═══ Data shown ═══
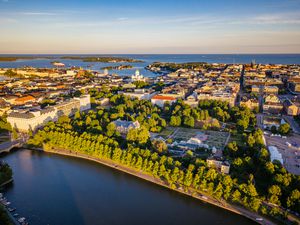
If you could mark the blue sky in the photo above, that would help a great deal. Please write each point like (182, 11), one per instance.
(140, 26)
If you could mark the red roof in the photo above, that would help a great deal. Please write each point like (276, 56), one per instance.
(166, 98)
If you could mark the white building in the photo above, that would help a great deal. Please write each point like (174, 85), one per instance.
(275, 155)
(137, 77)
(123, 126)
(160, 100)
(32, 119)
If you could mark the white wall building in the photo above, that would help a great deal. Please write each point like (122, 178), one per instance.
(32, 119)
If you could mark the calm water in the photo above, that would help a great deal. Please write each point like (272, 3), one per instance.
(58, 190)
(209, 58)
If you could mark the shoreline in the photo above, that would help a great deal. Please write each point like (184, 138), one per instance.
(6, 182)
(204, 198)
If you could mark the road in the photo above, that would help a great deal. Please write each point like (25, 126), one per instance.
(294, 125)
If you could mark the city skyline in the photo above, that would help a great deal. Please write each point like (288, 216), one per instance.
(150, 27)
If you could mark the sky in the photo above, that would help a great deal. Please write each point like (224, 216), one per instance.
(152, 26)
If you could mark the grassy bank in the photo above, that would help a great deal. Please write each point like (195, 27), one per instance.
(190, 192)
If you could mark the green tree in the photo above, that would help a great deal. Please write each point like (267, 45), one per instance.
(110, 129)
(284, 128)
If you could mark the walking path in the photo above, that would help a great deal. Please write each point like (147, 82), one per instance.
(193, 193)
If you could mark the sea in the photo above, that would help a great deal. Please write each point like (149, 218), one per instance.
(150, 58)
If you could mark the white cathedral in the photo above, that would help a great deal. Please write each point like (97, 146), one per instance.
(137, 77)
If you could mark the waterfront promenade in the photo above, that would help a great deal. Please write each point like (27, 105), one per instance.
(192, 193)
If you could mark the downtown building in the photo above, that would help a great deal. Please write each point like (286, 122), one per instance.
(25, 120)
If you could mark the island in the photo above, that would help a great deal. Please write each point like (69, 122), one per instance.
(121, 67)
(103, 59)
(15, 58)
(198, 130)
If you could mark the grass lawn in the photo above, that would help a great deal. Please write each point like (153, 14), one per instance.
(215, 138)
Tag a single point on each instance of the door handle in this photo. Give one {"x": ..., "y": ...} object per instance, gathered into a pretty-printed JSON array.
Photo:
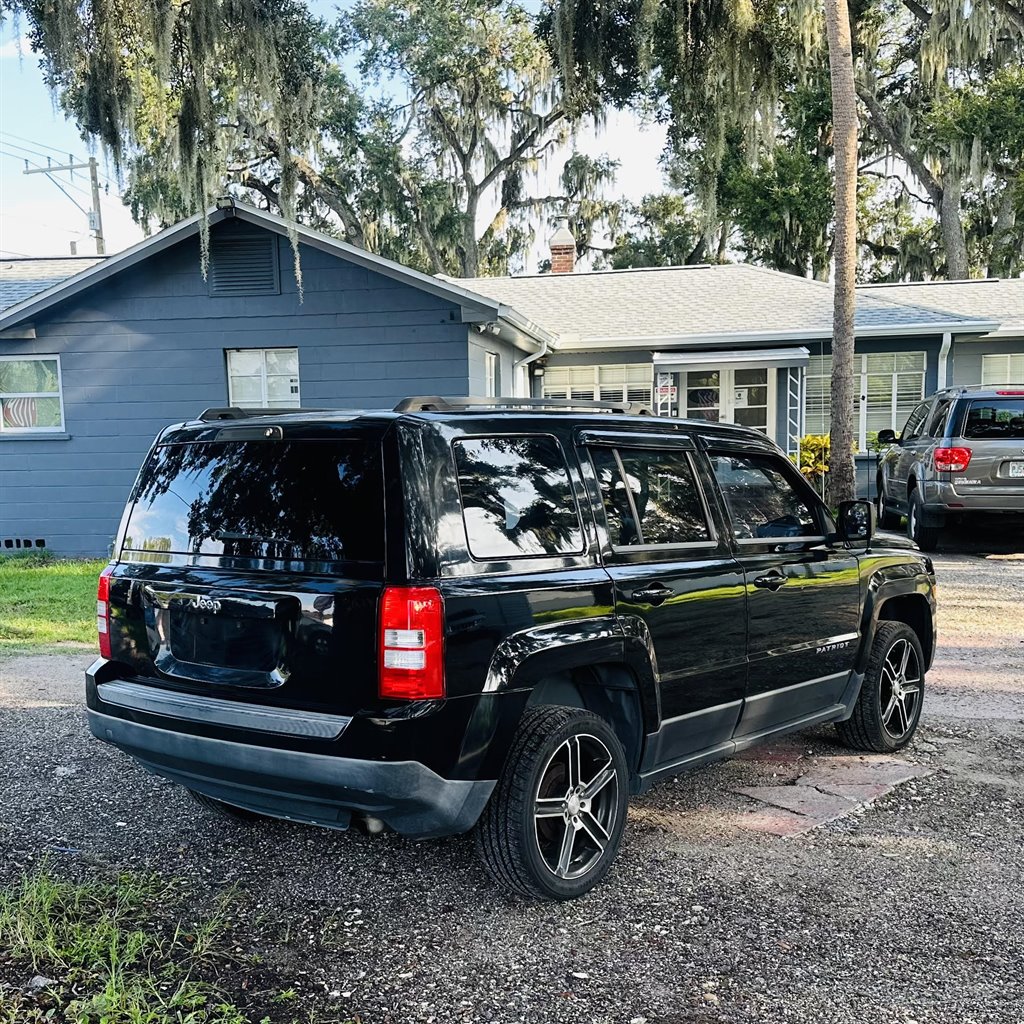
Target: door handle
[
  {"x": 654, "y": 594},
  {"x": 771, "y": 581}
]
═══
What is being asked — Drop the pictures and reproduce the rest of the entries above exactly.

Response to the task —
If you could mark the blue sky in the photo above, that would help a great deal. Please write each point like (182, 11), one per instance.
(140, 26)
If you could mark the red roof in the photo above, that would help a great deal. Please write each point like (276, 56), one per instance.
(166, 98)
If you could mark the white building in the photo above, that would help a great deal. Please write each point like (174, 85), one per instance.
(275, 155)
(137, 77)
(123, 126)
(160, 100)
(32, 119)
If you could mark the white wall building in the photo above, that would help a great deal. Please write each point like (122, 178), one per instance.
(32, 119)
If you could mark the calm water in the photo above, that would help a great deal. Please write each point like (272, 3), one per instance.
(58, 190)
(209, 58)
If you could mark the shoreline in the photo above, that would help a great deal. Please write each point like (184, 138), one per instance.
(6, 182)
(204, 198)
If you could mark the road in the photo above, that would help a great deal. Please write each point like (25, 126), one per instance.
(294, 125)
If you could mark the city skyline in the photo above, that would help a great deal. Please write each point like (288, 216), one per instance.
(150, 27)
If you could mark the sky in the photo above, that would help a great deal. Please write each point like (224, 216), one per instance.
(152, 26)
If you could mark the grassy bank in the photo above, that would help a great deal. Please write each point like (195, 27), one per instance.
(190, 192)
If you could mark the green tree in the photo above, that would help a great deal. Please write each point like (267, 45), one per instance.
(110, 129)
(284, 128)
If you could mark the walking path in the photo above, that would help a great deal. Please write each point like (147, 82), one per instance.
(193, 193)
If you could mark the sea in the photo above, that would help a great deal. Please write each point like (149, 218), one per instance.
(150, 58)
If you could mark the white cathedral in the photo above, that would help a great deal. Please write each point like (97, 146), one per instance.
(137, 77)
If you could mark the waterfront promenade in the photo above, that would help a great deal. Please write each point like (27, 105), one per instance.
(192, 193)
If you could mark the downtown building in the photo above, that would help a great deal. Please write each point like (286, 122), one per instance.
(25, 120)
If you could mark the island in the photo above, that would help a great deal. Please write each point like (69, 122), one per instance.
(121, 67)
(103, 59)
(15, 58)
(198, 130)
If you could mark the grass lawn in the photo above, that would help a great deal. Please write each point like (153, 14), one per instance.
(215, 138)
Tag a single point on each instance of the door handle in this photo. Give one {"x": ..., "y": ...} object per instance, gathered into a pretty-printed JSON array.
Photo:
Target: door handle
[
  {"x": 654, "y": 594},
  {"x": 771, "y": 581}
]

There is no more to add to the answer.